REQUIRED ACTION: Using the records below, output the stretch that opens with the line containing "Target: spiny leaf" and closes with the line containing "Target: dark green leaf", exactly and including both lines, with nothing more.

- - - - - - -

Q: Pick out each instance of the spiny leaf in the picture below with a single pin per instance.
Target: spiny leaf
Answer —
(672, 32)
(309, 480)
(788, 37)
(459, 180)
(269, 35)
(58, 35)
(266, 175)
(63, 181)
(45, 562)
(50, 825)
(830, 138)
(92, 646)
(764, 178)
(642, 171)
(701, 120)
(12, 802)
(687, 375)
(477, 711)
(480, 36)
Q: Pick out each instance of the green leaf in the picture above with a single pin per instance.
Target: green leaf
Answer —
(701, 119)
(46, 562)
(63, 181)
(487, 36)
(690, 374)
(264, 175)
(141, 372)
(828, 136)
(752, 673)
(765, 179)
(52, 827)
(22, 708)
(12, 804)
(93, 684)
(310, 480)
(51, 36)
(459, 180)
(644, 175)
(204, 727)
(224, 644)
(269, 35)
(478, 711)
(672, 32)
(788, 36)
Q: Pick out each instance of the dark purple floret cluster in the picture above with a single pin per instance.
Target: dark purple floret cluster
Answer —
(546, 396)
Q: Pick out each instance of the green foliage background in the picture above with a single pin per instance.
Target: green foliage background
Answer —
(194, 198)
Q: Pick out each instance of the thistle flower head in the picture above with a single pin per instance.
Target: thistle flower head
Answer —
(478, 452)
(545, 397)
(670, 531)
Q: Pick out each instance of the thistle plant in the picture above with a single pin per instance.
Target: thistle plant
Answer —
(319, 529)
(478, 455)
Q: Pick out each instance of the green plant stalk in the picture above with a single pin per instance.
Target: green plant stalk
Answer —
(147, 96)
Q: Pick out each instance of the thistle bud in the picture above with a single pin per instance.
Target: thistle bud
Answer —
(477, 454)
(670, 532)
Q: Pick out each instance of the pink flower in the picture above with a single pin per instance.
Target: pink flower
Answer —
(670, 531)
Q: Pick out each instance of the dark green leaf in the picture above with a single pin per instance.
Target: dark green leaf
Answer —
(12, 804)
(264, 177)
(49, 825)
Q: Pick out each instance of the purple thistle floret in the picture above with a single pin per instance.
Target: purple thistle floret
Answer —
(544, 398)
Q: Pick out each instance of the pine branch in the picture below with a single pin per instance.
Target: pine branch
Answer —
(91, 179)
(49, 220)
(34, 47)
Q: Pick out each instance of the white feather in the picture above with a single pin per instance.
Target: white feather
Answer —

- - - - - - -

RESPONSE TO THE EXERCISE:
Target: spiny leaf
Answer —
(672, 32)
(309, 480)
(788, 37)
(459, 180)
(269, 35)
(58, 35)
(266, 175)
(63, 181)
(45, 562)
(50, 825)
(830, 138)
(92, 646)
(764, 178)
(642, 171)
(701, 120)
(12, 802)
(687, 375)
(477, 711)
(480, 36)
Q: Pick out each instance of the green leaf in the picture above with a single pin per instance.
Target: green leaf
Answer —
(701, 119)
(46, 562)
(63, 181)
(487, 36)
(690, 374)
(264, 175)
(141, 372)
(828, 136)
(752, 673)
(765, 179)
(52, 827)
(22, 708)
(12, 804)
(93, 684)
(310, 480)
(51, 36)
(459, 180)
(644, 175)
(204, 727)
(224, 644)
(269, 35)
(478, 711)
(672, 32)
(788, 36)
Q: Pick out each instance of the dark purple floret cluster in the picture above with a single pin per instance.
Target: dark purple floret cluster
Answer —
(546, 396)
Q: Pick out each instance of the green foliage background in the picture above with a single pin per instance.
Target: green foliage background
Answer —
(194, 198)
Q: Pick out each instance of the thistle flower head in the picture above with a single pin per instance.
Target: thistle flower head
Answer —
(478, 452)
(545, 397)
(670, 531)
Q: Pick out each instance of the thistle plant in the picture above with a single pin per instance.
Target: thistle plant
Answer —
(319, 529)
(478, 455)
Q: Pick out each instance of the green plant stalk in the picture above with a single pin per instance.
Target: green plant stalk
Answer —
(147, 96)
Q: Pick out each instance of the thistle bud in the picture above with a single pin per instance.
Target: thistle bud
Answer —
(477, 454)
(670, 532)
Q: Pick out each instance of the pink flower in the picture above with a single pin per instance.
Target: pink flower
Answer —
(670, 531)
Q: Pick out each instance of the dark green leaf in the picture above with a single pin per instance.
Target: dark green leaf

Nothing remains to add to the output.